§ **What to do**
Reproduce the entries exactly.

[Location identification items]
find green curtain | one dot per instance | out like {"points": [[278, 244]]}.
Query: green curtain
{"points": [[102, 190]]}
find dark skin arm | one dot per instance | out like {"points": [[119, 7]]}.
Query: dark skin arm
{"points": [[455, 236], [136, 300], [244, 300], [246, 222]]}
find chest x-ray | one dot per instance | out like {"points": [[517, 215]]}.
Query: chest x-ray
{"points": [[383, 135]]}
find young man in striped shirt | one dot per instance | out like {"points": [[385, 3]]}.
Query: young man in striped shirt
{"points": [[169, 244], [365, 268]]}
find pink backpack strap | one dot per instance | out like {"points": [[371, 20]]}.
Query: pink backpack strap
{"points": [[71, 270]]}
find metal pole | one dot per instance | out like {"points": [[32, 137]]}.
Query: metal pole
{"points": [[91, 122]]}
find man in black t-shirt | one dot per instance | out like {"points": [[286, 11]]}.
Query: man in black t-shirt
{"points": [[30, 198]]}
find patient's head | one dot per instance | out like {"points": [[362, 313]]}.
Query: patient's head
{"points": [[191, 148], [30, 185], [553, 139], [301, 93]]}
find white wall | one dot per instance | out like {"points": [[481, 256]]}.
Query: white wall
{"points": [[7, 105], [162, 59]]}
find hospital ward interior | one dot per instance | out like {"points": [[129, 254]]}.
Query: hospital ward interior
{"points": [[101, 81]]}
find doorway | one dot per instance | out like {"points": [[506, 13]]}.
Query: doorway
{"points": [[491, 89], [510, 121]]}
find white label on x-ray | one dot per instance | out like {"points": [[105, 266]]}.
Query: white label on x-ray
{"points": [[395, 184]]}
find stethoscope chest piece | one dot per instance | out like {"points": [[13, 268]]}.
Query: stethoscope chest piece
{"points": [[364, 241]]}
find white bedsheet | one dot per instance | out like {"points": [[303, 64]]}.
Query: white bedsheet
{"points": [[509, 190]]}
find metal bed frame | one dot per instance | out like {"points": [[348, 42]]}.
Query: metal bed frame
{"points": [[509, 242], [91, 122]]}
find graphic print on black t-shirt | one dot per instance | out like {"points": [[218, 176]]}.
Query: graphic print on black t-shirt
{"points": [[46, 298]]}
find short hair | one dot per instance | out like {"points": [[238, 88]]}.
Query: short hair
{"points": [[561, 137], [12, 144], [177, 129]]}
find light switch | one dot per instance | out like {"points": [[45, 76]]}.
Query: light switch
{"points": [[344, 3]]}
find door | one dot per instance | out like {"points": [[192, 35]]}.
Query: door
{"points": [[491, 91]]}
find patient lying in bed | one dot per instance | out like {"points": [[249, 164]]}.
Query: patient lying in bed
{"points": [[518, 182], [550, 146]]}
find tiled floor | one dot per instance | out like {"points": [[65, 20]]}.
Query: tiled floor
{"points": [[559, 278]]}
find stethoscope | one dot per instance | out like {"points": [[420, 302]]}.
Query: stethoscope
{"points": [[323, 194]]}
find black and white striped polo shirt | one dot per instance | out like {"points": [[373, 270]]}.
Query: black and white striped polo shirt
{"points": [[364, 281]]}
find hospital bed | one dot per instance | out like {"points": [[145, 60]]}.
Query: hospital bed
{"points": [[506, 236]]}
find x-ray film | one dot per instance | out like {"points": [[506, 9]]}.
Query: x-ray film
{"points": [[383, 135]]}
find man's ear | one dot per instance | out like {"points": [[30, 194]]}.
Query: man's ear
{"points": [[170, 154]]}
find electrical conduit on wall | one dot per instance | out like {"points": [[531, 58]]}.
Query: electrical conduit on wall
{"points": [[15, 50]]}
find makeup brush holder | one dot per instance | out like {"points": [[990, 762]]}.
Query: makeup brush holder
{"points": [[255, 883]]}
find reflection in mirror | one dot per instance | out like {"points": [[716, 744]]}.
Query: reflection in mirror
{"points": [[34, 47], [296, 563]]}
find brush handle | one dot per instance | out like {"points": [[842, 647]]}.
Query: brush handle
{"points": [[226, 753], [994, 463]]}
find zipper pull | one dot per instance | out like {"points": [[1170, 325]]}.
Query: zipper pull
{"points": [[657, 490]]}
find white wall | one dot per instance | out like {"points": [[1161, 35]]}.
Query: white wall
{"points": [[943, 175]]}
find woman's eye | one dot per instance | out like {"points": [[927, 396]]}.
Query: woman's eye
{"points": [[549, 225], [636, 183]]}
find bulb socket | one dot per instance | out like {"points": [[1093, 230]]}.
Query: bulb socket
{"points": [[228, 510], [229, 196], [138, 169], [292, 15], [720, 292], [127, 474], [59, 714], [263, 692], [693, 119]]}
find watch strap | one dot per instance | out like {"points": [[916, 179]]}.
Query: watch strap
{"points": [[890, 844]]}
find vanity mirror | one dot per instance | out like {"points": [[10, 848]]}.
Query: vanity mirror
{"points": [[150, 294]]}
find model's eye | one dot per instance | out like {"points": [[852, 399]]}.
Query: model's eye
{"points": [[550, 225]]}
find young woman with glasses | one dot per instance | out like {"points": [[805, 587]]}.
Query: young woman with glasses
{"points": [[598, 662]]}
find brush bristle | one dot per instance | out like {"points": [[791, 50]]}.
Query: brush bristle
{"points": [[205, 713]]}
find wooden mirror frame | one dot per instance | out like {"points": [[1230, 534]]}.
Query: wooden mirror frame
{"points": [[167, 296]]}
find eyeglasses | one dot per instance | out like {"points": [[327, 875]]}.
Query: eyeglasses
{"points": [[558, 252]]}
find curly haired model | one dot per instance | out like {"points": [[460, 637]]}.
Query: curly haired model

§ **Answer for this exercise**
find green curtain | one dot per instance | out like {"points": [[278, 244]]}.
Query: green curtain
{"points": [[102, 190]]}
find dark skin arm | one dot per instance | out like {"points": [[119, 7]]}.
Query: dark skin arm
{"points": [[455, 236], [136, 300], [244, 300], [246, 222]]}
find chest x-ray | one dot per instance | out like {"points": [[517, 215]]}.
Query: chest x-ray
{"points": [[383, 135]]}
find young man in striped shirt | one dot per instance | out like {"points": [[385, 3]]}.
Query: young man in striped shirt
{"points": [[169, 244], [365, 268]]}
find pink backpack strap | one dot per instance | out like {"points": [[371, 20]]}.
Query: pink backpack strap
{"points": [[71, 270]]}
find metal pole | one dot per instance | out like {"points": [[32, 137]]}.
Query: metal pole
{"points": [[91, 122]]}
find man in black t-shirt | one dot per instance | out like {"points": [[286, 11]]}.
Query: man in black t-shirt
{"points": [[30, 198]]}
find patient's head | one dot per instance | out like {"points": [[362, 313]]}.
Query: patient's head
{"points": [[191, 148], [30, 185], [553, 139], [301, 93]]}
find white wall | one dot per instance | out like {"points": [[481, 256]]}.
Query: white wall
{"points": [[7, 105], [162, 59]]}
find hospital ward interior | one dot per instance | out like {"points": [[129, 254]]}.
Query: hospital ward interior
{"points": [[101, 81]]}
find doorway | one dot per instance | out like {"points": [[506, 13]]}.
Query: doorway
{"points": [[491, 89], [510, 121]]}
find white label on x-ray | one dot per instance | out like {"points": [[105, 266]]}.
Query: white label on x-ray
{"points": [[395, 184]]}
find stethoscope chest piece | one dot per instance | out like {"points": [[13, 268]]}.
Query: stethoscope chest piece
{"points": [[364, 241]]}
find white bedsheet | one dot per instance | out like {"points": [[303, 64]]}.
Query: white bedsheet
{"points": [[509, 190]]}
find metal bed frame | one dot per instance | out like {"points": [[348, 42]]}.
Query: metal bed frame
{"points": [[509, 242], [91, 122]]}
find graphic print on black t-shirt | one dot per instance | out like {"points": [[218, 176]]}.
Query: graphic print on black t-shirt
{"points": [[46, 298]]}
find short hair | one dot per instance | out like {"points": [[238, 88]]}.
Query: short hair
{"points": [[561, 137], [12, 144], [177, 129]]}
find light switch | one dot per instance | out like {"points": [[45, 76]]}.
Query: light switch
{"points": [[344, 3]]}
find door | one dot per instance | out like {"points": [[192, 35]]}.
Query: door
{"points": [[491, 91]]}
find patient lying in bed | one dot per instance | out like {"points": [[249, 164]]}.
Query: patient lying in bed
{"points": [[518, 182], [550, 146]]}
find tiled floor | one dot per instance | out like {"points": [[65, 20]]}.
Query: tiled floor
{"points": [[559, 278]]}
find stethoscope | one dot per instance | out like {"points": [[420, 302]]}.
Query: stethoscope
{"points": [[323, 194]]}
find black and white striped polo shirt | one dot per instance | out like {"points": [[373, 270]]}.
Query: black and white striped polo shirt
{"points": [[364, 281]]}
find hospital bed | one dot per instance | out like {"points": [[145, 60]]}.
Query: hospital bed
{"points": [[506, 236]]}
find x-ray film | one dot per instance | out like {"points": [[506, 9]]}.
Query: x-ray film
{"points": [[383, 135]]}
find man's ear | one dot per instance | out like {"points": [[30, 194]]}.
Query: man's ear
{"points": [[170, 154]]}
find electrical conduit on wall | one dot per instance | out like {"points": [[531, 58]]}.
Query: electrical conduit on wall
{"points": [[15, 50]]}
find makeup brush holder | one dot per instance | out like {"points": [[990, 762]]}.
Query: makeup brush holder
{"points": [[255, 883]]}
find reflection in mirror | one dot per instance | out like {"points": [[716, 744]]}.
Query: reflection in mirror
{"points": [[34, 47], [296, 563]]}
find brush handle | one dot per instance | out like {"points": [[842, 647]]}.
Query: brush handle
{"points": [[226, 753], [994, 463]]}
find zipper pull | one dot per instance | out like {"points": [[1170, 325]]}.
Query: zipper pull
{"points": [[657, 490]]}
find white wall | one dot per instance | out like {"points": [[1161, 35]]}.
Query: white wall
{"points": [[943, 175]]}
find woman's eye | one dot per instance | out like {"points": [[927, 396]]}.
Query: woman's eye
{"points": [[549, 225], [636, 183]]}
find bulb socket | one dot per instance | out like {"points": [[1093, 230]]}.
Query: bulb socket
{"points": [[228, 510], [229, 196], [138, 169], [292, 15], [720, 292], [127, 474], [59, 714], [263, 692], [693, 119]]}
find watch strap | one dot per instance | out like {"points": [[916, 179]]}.
Query: watch strap
{"points": [[890, 844]]}
find vanity mirror | one dot per instance | out like {"points": [[10, 848]]}.
Query: vanity mirror
{"points": [[150, 294]]}
find model's eye | one dot per instance | out like {"points": [[852, 399]]}.
Query: model's eye
{"points": [[550, 225]]}
find young woman with glasses | one dot per instance | out like {"points": [[805, 587]]}.
Query: young woman with glasses
{"points": [[598, 662]]}
find brush bristle | one dot per instance | out like {"points": [[791, 50]]}.
Query: brush bristle
{"points": [[205, 713]]}
find wooden mirror frame | one dot per instance | out like {"points": [[1230, 534]]}.
Query: wooden mirror frame
{"points": [[167, 296]]}
find eyeglasses | one dot per instance | out like {"points": [[327, 875]]}.
Query: eyeglasses
{"points": [[558, 252]]}
find curly haired model | one dot per instance | out like {"points": [[460, 637]]}.
Query: curly haired model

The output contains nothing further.